* _WHAT TO DO_
Using the entries below, output exactly the line containing "Where can you see the green tree" and all lines that follow it to the end.

* _GIVEN RECORDS_
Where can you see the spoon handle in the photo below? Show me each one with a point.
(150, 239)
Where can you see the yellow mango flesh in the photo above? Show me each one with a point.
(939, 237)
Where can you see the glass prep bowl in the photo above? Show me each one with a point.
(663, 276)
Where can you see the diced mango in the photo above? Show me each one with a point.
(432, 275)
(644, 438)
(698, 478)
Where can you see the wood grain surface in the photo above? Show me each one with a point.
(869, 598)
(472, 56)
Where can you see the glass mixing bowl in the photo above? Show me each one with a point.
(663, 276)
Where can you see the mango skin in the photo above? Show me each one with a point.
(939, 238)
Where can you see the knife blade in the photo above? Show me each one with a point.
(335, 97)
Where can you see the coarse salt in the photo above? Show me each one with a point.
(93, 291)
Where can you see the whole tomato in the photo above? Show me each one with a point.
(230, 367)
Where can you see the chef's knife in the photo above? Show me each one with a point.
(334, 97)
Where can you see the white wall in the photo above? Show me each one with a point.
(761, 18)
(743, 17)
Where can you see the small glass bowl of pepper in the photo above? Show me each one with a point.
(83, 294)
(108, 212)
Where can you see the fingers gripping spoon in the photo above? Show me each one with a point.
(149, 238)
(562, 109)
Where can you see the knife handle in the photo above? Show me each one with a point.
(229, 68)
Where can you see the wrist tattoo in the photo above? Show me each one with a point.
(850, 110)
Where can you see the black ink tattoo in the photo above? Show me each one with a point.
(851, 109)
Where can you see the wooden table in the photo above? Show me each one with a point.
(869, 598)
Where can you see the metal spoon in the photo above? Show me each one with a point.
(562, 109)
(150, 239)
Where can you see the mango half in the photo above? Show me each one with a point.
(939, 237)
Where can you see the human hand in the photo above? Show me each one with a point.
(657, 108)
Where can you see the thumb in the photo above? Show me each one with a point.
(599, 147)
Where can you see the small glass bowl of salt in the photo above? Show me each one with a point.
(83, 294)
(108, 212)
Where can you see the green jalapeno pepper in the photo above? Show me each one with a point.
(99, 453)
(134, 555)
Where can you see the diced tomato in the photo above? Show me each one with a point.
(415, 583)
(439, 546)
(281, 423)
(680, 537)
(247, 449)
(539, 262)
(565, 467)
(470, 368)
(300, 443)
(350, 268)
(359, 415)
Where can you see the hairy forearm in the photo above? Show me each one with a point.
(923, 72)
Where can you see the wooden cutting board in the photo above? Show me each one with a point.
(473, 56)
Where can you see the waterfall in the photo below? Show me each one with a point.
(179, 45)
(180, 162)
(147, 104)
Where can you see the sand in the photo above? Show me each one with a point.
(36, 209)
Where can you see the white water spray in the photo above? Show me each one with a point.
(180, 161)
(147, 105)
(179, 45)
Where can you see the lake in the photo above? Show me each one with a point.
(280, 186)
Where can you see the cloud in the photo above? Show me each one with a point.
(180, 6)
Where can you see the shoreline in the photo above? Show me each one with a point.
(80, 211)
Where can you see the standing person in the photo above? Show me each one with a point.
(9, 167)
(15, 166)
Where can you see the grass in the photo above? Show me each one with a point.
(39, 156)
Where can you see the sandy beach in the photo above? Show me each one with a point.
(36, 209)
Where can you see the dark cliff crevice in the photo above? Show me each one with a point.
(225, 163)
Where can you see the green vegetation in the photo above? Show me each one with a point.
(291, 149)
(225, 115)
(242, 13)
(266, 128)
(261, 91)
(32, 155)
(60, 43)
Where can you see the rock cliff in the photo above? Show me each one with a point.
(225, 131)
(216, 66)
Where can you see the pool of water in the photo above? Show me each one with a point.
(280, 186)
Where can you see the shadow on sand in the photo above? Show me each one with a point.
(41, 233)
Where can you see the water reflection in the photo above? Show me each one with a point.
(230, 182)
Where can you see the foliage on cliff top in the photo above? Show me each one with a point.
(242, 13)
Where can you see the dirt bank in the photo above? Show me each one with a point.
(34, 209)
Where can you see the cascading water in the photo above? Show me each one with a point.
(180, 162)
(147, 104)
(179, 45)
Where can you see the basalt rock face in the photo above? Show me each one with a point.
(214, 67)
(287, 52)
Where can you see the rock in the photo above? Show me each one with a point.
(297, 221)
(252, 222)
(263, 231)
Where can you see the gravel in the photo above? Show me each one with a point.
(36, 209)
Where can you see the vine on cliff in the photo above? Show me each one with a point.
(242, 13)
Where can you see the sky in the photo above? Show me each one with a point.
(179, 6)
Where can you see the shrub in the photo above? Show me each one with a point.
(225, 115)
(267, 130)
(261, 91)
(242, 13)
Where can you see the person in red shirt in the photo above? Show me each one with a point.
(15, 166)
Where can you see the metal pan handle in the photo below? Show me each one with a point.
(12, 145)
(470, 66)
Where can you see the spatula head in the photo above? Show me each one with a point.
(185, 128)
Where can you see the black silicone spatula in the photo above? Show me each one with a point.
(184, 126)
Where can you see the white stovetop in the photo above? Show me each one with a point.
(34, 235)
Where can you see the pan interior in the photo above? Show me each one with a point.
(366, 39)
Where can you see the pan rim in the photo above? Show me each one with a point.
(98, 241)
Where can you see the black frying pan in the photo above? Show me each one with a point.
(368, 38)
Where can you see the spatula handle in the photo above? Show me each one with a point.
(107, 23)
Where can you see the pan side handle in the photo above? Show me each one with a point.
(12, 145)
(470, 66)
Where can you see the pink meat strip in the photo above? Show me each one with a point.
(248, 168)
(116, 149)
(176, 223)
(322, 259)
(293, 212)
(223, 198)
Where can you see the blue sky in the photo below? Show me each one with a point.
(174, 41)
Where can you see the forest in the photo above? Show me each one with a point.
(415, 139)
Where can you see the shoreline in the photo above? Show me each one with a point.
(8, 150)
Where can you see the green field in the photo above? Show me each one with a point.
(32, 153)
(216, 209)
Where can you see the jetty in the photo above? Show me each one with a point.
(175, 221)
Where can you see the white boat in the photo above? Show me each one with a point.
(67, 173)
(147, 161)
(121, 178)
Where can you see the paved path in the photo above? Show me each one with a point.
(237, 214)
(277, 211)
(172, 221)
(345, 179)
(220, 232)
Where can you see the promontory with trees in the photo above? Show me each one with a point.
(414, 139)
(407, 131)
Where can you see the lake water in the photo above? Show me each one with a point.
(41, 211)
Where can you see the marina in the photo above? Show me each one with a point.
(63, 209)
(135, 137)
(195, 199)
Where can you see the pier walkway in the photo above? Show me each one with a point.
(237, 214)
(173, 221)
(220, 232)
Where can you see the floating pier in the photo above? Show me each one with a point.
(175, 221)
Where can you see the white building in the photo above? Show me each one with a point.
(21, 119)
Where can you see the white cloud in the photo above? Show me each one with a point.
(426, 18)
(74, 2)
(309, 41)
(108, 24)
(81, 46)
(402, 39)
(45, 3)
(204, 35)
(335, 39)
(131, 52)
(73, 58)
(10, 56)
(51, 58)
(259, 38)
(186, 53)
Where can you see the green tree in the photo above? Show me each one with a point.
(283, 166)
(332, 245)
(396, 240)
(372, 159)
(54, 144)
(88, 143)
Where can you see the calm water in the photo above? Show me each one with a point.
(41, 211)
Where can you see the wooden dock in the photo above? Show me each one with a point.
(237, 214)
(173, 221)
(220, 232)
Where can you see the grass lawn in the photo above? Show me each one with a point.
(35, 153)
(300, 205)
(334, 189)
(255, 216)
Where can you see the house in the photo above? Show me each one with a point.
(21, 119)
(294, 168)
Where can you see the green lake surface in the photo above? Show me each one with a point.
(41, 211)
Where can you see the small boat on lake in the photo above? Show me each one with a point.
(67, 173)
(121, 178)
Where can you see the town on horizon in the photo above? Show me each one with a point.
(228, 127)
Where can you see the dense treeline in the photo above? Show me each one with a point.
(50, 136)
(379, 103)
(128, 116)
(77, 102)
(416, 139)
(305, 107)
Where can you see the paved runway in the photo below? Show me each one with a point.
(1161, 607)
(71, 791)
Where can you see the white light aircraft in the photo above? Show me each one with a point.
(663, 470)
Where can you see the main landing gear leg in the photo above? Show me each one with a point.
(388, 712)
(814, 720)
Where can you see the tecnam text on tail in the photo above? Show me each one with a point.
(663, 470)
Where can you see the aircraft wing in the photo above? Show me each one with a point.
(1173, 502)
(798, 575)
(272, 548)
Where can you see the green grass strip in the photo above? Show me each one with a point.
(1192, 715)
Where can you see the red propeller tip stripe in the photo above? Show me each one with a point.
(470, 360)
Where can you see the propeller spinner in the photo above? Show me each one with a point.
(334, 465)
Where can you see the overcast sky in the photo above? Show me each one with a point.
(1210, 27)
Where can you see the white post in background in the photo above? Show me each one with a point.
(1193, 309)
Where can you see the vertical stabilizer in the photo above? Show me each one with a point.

* _RESULT FOR THIS EXERCISE_
Where can you see the green tree in the photo above? Show me each one with a point.
(283, 166)
(332, 245)
(396, 240)
(372, 159)
(54, 144)
(88, 143)
Where can you see the calm water in the photo above? Show me each one with a point.
(41, 211)
Where can you see the wooden dock in the photo above? Show me each one with a point.
(237, 214)
(173, 221)
(220, 232)
Where can you see the grass lawn in the photo above? Show me each one with a point.
(35, 153)
(300, 205)
(334, 189)
(255, 216)
Where can you see the house in the photo above? Show me each one with a point.
(21, 119)
(294, 168)
Where can you see the green lake surface in the photo above? Show me each one with a point.
(41, 211)
Where can you see the small boat on lake in the photo above? Show me each one with a point.
(67, 173)
(121, 178)
Where can you see the town on horizon in the photo above? Show me each one with a point.
(228, 127)
Where can you see the dense treeline in the photo above? Show me each one with a point.
(50, 136)
(379, 103)
(128, 116)
(77, 102)
(416, 139)
(305, 107)
Where can you see the paved runway in the photo below? Show me each one with a point.
(1161, 607)
(71, 791)
Where can you see the white light aircraft in the photo above? Show me each one with a point.
(663, 470)
Where can you see the main landing gear leg in the photo above? Show me each one with a point.
(388, 712)
(814, 720)
Where can you see the tecnam text on tail in the photo above? Show me each one with a point.
(663, 470)
Where can you see the aircraft wing in the photo above? Show me each one with a point.
(1173, 502)
(798, 575)
(272, 548)
Where can you see the green grass strip in the photo above? Show me each one with a point.
(1192, 715)
Where can you see the red propeller tip stripe in the photo above? Show me each one with a point.
(470, 360)
Where can you see the propeller spinner in the photo above? Show me each one with a point.
(334, 465)
Where can you see the overcast sky in the photo above? Show me each one with a point.
(1210, 27)
Where can you see the white post in background in the photo above? Show me each one with a point.
(1193, 309)
Where can you see the vertical stabilizer in the photo above? Show me each one with a point.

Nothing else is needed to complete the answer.